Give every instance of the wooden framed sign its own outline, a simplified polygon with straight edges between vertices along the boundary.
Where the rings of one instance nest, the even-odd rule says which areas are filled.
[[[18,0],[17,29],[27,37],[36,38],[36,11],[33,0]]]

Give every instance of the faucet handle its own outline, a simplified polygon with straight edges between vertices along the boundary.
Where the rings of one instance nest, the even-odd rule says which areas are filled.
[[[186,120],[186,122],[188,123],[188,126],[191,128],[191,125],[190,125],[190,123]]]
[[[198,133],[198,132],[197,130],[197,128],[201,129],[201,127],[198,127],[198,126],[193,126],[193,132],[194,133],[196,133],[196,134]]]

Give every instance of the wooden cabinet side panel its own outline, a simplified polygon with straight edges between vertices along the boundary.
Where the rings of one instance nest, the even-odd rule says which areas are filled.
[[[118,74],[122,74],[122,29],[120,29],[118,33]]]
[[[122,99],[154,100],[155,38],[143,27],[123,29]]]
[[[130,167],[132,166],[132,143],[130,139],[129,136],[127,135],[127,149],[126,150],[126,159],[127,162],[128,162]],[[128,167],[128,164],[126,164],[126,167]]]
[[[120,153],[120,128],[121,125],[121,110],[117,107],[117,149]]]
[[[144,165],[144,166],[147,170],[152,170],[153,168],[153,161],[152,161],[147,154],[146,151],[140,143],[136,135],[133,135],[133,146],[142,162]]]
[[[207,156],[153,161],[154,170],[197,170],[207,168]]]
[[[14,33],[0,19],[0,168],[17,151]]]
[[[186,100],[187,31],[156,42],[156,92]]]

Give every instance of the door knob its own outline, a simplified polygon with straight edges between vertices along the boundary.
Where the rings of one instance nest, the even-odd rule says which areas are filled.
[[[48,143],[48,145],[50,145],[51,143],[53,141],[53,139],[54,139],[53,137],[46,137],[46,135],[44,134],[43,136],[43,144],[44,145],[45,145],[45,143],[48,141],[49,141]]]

□ □ □

| Exercise prompt |
Extract all of the data exactly as written.

| Exercise output |
Give every instance of the wooden framed sign its own outline, a simplified polygon with straight edges between vertices along the boundary.
Where the rings of one instance nest, the even-odd rule says which areas are filled.
[[[18,0],[17,29],[27,37],[36,38],[36,11],[33,0]]]

Give every instance of the faucet handle its own outline, a simplified polygon with straight edges between vertices along the boundary.
Where the rings of one instance nest, the even-odd rule says which areas are filled.
[[[186,120],[186,122],[188,123],[188,126],[191,128],[191,125],[190,125],[190,123]]]
[[[198,133],[198,132],[197,130],[197,128],[201,129],[201,127],[198,127],[198,126],[193,126],[193,132],[194,133],[196,133],[196,134]]]

Give every instance of the wooden cabinet side panel its own outline, a simplified polygon with straight edges between vertices along the boundary.
Where the rings of one instance nest, the even-odd rule says which areas are filled.
[[[118,74],[122,74],[122,29],[120,29],[118,33]]]
[[[122,99],[154,100],[155,38],[143,27],[123,29]]]
[[[130,167],[132,166],[132,143],[130,139],[129,136],[127,135],[127,149],[126,150],[126,159],[127,162],[128,162]],[[128,167],[128,164],[126,164],[126,167]]]
[[[120,153],[120,128],[121,125],[121,110],[117,107],[117,149]]]
[[[144,165],[144,166],[147,170],[152,170],[153,168],[153,161],[152,161],[147,154],[146,151],[140,143],[136,135],[133,135],[133,146],[142,162]]]
[[[207,156],[153,161],[154,170],[197,170],[207,168]]]
[[[14,33],[0,19],[0,168],[17,151]]]
[[[186,100],[187,31],[156,42],[156,92]]]

Give every instance of the door knob its own outline, a simplified polygon with straight edges between vertices along the boundary.
Where the rings of one instance nest, the even-odd rule says which areas are filled.
[[[48,143],[48,145],[50,145],[51,143],[53,141],[53,139],[54,139],[53,137],[46,137],[46,135],[44,134],[43,136],[43,144],[44,145],[45,145],[45,143],[48,141],[49,141]]]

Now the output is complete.